## Short task
Collect every line below that contains the string "reflection", matching case exactly, and copy each one in full.

## Stored records
########################################

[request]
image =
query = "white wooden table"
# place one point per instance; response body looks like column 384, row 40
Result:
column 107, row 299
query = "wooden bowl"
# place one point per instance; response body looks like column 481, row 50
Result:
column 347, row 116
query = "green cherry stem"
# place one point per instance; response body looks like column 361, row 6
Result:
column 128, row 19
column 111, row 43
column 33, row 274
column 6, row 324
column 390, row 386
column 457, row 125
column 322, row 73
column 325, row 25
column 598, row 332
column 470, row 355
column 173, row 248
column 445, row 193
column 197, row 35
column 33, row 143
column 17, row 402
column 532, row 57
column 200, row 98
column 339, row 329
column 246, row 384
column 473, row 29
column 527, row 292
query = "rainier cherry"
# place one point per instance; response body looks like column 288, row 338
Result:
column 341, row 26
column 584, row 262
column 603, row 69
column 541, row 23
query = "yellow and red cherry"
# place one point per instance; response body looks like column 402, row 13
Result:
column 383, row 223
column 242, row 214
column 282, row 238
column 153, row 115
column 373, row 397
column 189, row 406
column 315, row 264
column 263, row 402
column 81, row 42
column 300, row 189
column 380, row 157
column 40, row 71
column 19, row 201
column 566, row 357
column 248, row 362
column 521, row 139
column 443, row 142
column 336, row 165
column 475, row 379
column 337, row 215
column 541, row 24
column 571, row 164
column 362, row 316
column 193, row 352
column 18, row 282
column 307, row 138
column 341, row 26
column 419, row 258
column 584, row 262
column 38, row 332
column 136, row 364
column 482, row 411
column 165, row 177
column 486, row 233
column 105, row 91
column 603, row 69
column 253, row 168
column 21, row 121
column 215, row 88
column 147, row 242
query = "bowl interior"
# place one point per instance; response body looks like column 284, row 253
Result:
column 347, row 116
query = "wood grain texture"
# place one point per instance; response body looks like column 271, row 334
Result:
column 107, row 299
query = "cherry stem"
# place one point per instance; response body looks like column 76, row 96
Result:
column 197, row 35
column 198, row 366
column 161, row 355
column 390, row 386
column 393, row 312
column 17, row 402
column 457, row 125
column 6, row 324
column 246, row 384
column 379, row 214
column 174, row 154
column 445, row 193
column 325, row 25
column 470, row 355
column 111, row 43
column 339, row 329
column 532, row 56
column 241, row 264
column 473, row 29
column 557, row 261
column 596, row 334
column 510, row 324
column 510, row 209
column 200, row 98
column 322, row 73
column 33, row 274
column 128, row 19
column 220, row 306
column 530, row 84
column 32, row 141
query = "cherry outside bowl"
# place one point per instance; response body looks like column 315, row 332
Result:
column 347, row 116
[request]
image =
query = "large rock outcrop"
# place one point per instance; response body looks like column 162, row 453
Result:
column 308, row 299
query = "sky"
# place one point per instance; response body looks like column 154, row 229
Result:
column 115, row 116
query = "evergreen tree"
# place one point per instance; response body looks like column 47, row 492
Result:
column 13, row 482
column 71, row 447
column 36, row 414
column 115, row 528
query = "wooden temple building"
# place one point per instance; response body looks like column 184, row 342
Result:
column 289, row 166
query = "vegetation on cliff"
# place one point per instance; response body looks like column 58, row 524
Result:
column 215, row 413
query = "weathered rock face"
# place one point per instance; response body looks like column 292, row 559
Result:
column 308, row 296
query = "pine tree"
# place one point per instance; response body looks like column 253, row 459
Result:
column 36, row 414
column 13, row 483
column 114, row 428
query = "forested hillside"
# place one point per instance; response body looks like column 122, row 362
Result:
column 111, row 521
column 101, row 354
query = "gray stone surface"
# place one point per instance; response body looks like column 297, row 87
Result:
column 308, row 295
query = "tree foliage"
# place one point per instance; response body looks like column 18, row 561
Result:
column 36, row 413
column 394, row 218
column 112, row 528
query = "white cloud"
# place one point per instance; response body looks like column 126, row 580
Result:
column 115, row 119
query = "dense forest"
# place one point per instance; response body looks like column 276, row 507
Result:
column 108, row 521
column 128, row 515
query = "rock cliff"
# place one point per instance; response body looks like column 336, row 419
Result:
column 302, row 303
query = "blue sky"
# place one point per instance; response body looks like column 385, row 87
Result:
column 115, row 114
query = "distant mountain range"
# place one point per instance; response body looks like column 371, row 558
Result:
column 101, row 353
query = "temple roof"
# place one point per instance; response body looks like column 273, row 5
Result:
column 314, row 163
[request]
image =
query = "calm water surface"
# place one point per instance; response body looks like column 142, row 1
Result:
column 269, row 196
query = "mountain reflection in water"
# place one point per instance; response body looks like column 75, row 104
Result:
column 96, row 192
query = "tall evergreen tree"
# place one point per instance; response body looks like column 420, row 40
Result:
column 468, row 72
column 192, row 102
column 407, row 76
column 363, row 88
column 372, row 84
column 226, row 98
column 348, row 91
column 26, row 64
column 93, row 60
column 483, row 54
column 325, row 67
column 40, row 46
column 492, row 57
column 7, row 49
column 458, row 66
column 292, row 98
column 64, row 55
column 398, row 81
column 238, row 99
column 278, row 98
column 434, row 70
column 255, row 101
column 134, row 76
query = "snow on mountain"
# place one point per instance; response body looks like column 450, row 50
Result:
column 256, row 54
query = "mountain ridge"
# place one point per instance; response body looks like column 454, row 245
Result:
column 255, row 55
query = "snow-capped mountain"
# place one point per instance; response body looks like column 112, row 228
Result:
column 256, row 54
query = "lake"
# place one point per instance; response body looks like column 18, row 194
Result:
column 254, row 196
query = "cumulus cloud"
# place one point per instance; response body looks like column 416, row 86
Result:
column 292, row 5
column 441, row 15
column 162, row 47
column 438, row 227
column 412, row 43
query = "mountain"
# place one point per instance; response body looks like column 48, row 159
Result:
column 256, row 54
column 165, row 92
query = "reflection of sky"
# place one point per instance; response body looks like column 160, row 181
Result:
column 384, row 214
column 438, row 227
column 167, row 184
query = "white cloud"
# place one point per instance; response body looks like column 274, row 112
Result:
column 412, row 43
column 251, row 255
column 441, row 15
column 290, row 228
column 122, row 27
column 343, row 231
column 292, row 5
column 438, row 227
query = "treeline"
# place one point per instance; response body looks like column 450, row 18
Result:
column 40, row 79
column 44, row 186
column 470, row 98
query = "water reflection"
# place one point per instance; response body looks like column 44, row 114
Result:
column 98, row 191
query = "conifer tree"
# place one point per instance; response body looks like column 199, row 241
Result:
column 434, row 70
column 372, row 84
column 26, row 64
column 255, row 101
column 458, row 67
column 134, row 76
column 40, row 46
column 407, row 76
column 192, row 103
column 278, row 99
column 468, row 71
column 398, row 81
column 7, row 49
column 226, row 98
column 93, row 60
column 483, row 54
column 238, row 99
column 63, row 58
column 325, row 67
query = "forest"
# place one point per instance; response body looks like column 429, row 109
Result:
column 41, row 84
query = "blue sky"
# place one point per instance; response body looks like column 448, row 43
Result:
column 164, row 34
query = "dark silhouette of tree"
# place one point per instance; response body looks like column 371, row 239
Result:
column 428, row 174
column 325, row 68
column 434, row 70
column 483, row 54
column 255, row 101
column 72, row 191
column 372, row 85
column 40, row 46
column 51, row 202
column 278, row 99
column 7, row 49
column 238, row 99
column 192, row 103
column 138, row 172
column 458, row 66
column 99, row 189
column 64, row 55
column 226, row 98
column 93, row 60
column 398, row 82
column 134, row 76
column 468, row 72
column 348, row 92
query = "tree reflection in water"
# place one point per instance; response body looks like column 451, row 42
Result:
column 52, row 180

########################################

## Output below
query = "mountain reflection in water"
query = "reflection of sky"
query = "water reflection"
query = "tree reflection in water"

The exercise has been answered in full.